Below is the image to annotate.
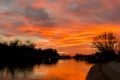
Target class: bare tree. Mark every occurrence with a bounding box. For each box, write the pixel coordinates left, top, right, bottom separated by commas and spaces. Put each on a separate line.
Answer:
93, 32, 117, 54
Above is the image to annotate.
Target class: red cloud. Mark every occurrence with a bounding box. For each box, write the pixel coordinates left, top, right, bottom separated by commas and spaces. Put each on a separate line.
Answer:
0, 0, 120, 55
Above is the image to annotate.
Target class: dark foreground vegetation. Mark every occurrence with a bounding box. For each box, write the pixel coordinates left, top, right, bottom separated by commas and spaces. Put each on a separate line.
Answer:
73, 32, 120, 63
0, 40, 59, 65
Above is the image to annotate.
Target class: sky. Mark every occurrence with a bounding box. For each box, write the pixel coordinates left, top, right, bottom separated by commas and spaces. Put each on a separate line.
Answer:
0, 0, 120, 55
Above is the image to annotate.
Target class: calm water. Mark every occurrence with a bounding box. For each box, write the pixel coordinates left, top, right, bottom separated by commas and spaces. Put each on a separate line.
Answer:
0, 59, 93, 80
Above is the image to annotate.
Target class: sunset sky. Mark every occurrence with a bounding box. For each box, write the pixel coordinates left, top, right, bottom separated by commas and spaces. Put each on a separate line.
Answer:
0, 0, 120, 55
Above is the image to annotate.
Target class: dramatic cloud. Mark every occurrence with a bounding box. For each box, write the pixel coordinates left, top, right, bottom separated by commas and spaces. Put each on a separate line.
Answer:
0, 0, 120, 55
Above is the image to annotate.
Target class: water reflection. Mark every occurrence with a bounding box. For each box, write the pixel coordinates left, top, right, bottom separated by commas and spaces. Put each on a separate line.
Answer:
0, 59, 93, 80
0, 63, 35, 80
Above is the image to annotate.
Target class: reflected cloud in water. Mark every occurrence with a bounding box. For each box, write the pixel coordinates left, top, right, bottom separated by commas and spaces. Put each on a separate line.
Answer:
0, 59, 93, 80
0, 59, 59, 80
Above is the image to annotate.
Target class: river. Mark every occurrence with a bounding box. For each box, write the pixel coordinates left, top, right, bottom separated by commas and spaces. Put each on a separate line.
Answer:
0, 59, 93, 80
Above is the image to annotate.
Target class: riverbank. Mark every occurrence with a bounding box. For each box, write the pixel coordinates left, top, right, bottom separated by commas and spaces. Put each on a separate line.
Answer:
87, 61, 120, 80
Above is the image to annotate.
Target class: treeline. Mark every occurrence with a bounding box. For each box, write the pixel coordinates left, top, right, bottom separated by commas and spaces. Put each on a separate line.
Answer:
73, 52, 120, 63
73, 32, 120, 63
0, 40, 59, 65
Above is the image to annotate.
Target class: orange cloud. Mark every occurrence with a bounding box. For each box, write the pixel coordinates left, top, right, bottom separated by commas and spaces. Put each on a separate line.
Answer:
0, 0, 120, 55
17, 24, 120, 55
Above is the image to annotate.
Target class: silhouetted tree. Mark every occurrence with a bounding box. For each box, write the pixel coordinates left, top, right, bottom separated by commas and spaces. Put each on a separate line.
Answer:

--*--

TASK DESCRIPTION:
Pick every line of the data that includes the string "water".

ANSWER BOX:
Target class: calm water. Mark every occurrence with a bounding box. For each box, write the pixel coordinates left, top, right, bottom separated by commas and spaces. Put each on a separate line.
Target class: water reflection. Mark every occurrence with a bounding box. For each box, write the pixel coordinates left, top, right, bottom separated by commas and spaces. Put each on a separate line.
Target class: reflected cloud in water. Mark every occurrence with a bounding box. For each box, write the pixel coordinates left, top, right, bottom separated by commas and spaces. Put each on a separate line.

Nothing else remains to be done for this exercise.